▶ _RECORDS FOR THE TASK_:
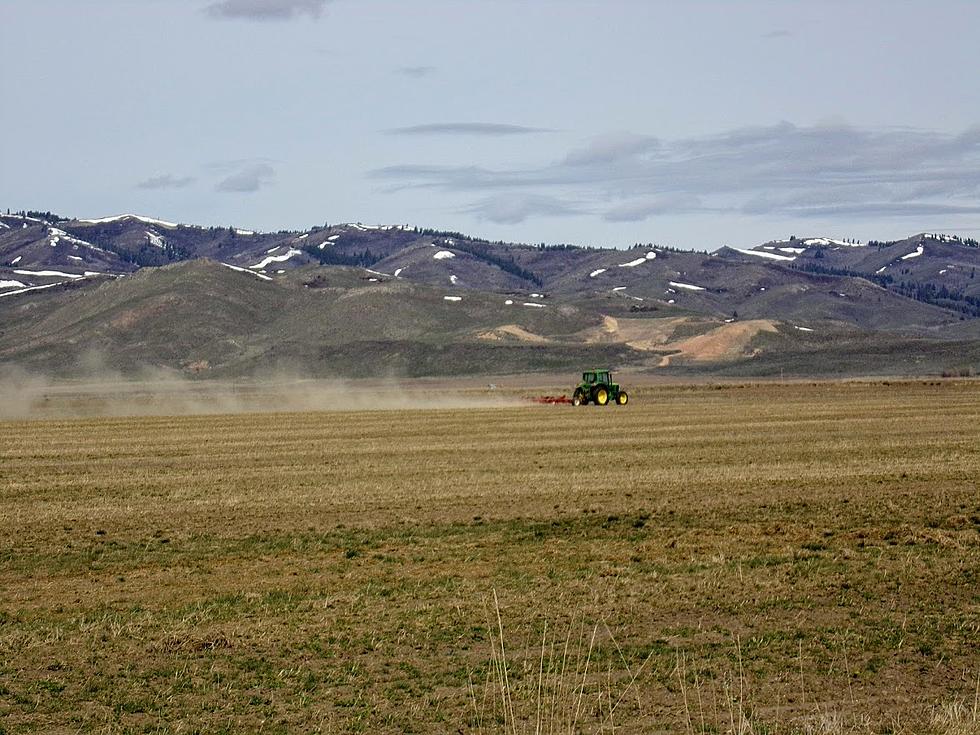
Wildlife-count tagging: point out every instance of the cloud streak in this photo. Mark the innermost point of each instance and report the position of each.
(166, 181)
(471, 128)
(265, 10)
(514, 208)
(778, 170)
(247, 180)
(416, 72)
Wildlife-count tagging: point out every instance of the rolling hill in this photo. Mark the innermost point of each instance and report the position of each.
(133, 292)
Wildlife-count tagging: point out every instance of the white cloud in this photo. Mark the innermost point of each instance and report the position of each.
(265, 9)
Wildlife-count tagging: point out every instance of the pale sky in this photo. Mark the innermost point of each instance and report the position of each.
(693, 124)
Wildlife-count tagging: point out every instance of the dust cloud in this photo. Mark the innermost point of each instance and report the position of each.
(101, 392)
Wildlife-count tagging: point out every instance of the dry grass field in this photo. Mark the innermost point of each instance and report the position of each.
(733, 558)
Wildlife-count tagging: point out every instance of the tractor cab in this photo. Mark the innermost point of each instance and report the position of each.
(598, 387)
(593, 377)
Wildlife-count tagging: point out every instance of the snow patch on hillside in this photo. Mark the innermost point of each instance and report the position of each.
(31, 288)
(292, 252)
(830, 241)
(761, 254)
(119, 217)
(639, 261)
(52, 274)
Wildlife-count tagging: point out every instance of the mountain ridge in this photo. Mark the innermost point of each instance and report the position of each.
(366, 299)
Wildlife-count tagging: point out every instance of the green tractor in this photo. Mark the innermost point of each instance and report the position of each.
(597, 387)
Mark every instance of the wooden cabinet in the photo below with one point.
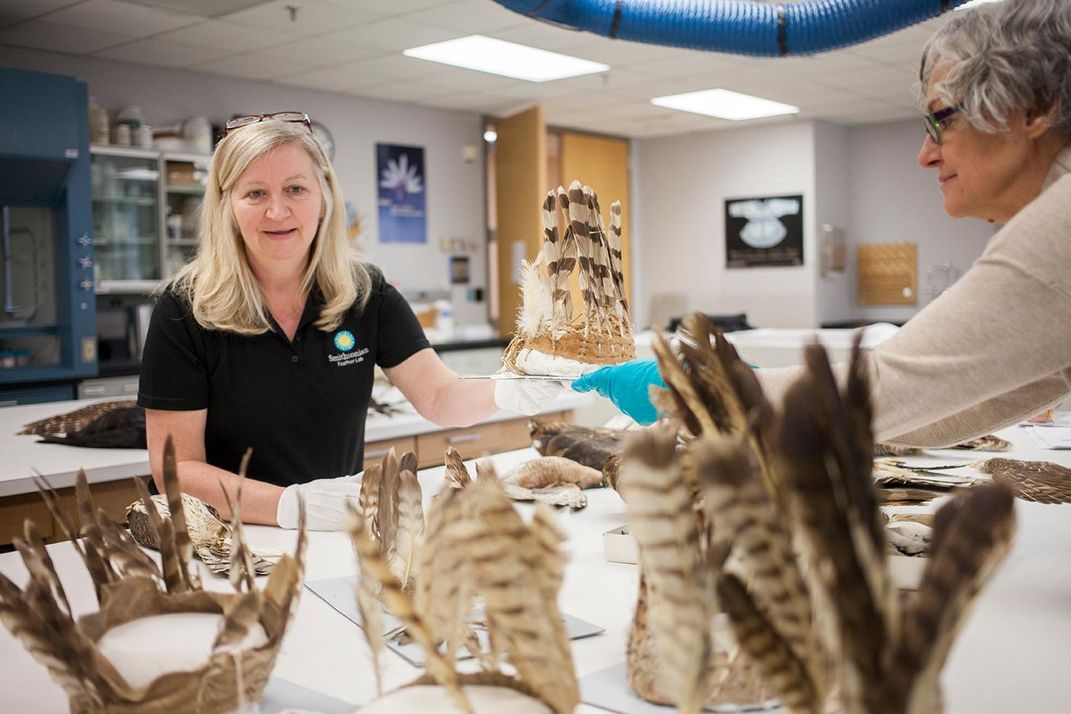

▶ _EXERCISE DIRECTIONS_:
The expected output is every entry above, character for character, with no pictures.

▶ _SOLUTION TO THIS EXERCISE_:
Wildlife-count tagging: point out every instance of the cloud streak in this photo. Mark the innermost point of each instance and report the position of each.
(166, 181)
(471, 128)
(265, 10)
(514, 208)
(778, 170)
(247, 180)
(416, 72)
Wildlife-count tagging: point out every instance of the rolling hill in this photo. Mark the innermost point of each instance and report the position of each.
(133, 292)
Wildlife-count tagging: point out every instance of the white cloud in this photo. Mark the innermost point of each instance and report the position of each.
(265, 9)
Wildlife-count tagging: point out every instance of the pale sky in this photo. Mark the innermost point of each instance and report the position of each.
(693, 124)
Wildlife-count tagging: point out every instance of the dust cloud in this photo. Mark the innermost point of each instance and report the position of each.
(101, 392)
Wildlife-count tagging: point out every instance of the dry grass field in this photo. Mark the innermost point of each instance and report the position of each.
(733, 558)
Wildlife-count tagging: point out every instance of the tractor cab in this photo. Mark the innermost point of each instance and report the position of each.
(598, 387)
(593, 377)
Wildlife-count tagging: point out every instance of the snow patch on hillside in this photo. Mark the innermost point of each instance and report the position of each.
(31, 288)
(292, 252)
(830, 241)
(761, 254)
(119, 217)
(639, 261)
(52, 274)
Wildlife-count tagging: point out every instance of the mountain ridge in this photo. Mark the innermost point of each instance and report the position of each.
(366, 299)
Wildlife-count tagging: point out every instance of the green tractor in this photo. Mark the innermost point of each instance and report the position of each.
(597, 387)
Mark every instance of the wooden cabinet in the photo below with one point.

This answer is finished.